Count the lines in the entries below that contain the string "span" and report only that number.

## [Information shown]
· · · ·

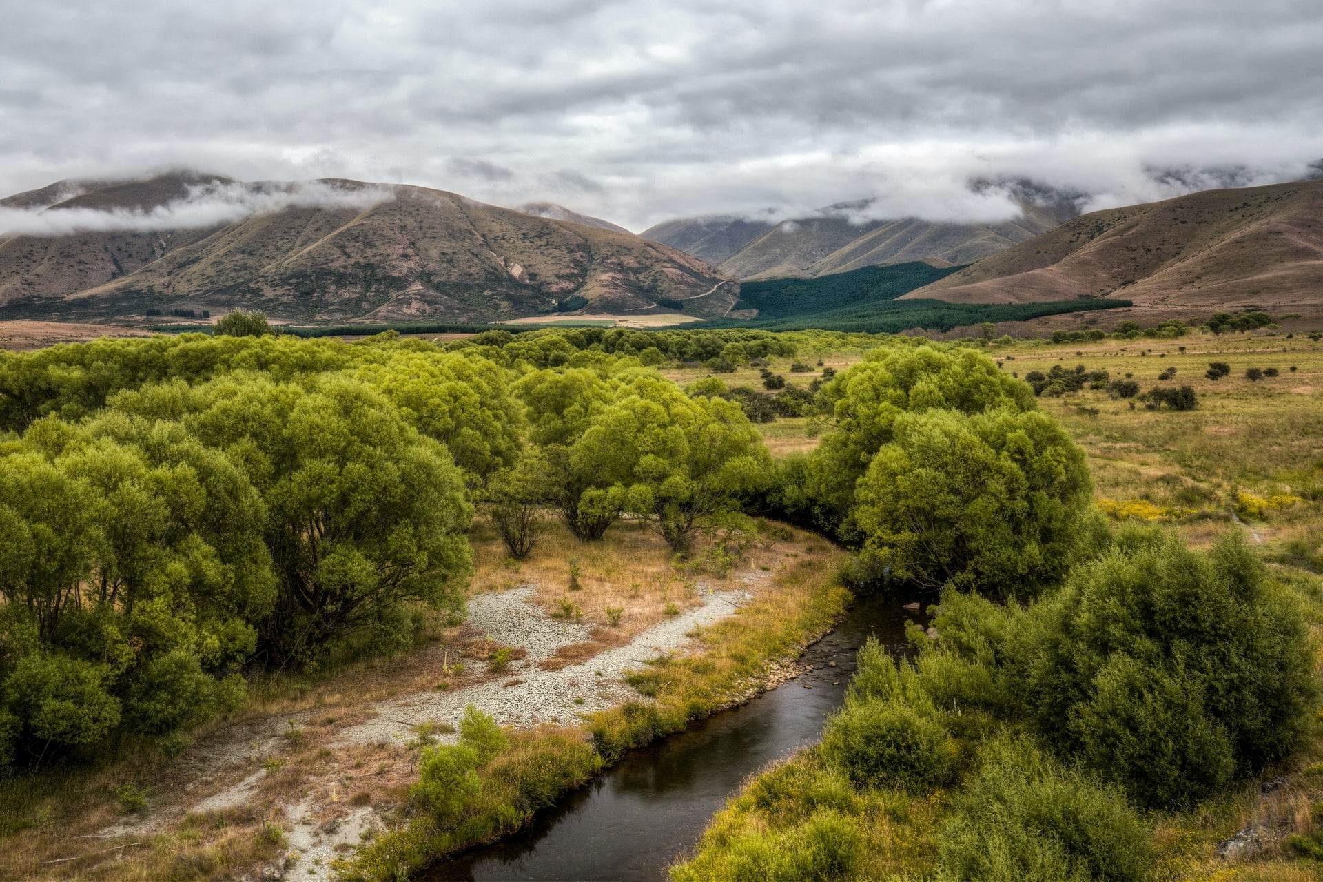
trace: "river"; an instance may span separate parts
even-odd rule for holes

· · · ·

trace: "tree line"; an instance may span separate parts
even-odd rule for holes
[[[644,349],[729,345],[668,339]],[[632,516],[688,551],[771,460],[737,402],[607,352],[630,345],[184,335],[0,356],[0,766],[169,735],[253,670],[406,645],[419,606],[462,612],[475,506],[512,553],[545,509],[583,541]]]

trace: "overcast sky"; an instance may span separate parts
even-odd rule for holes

· · · ·

## [Expected answer]
3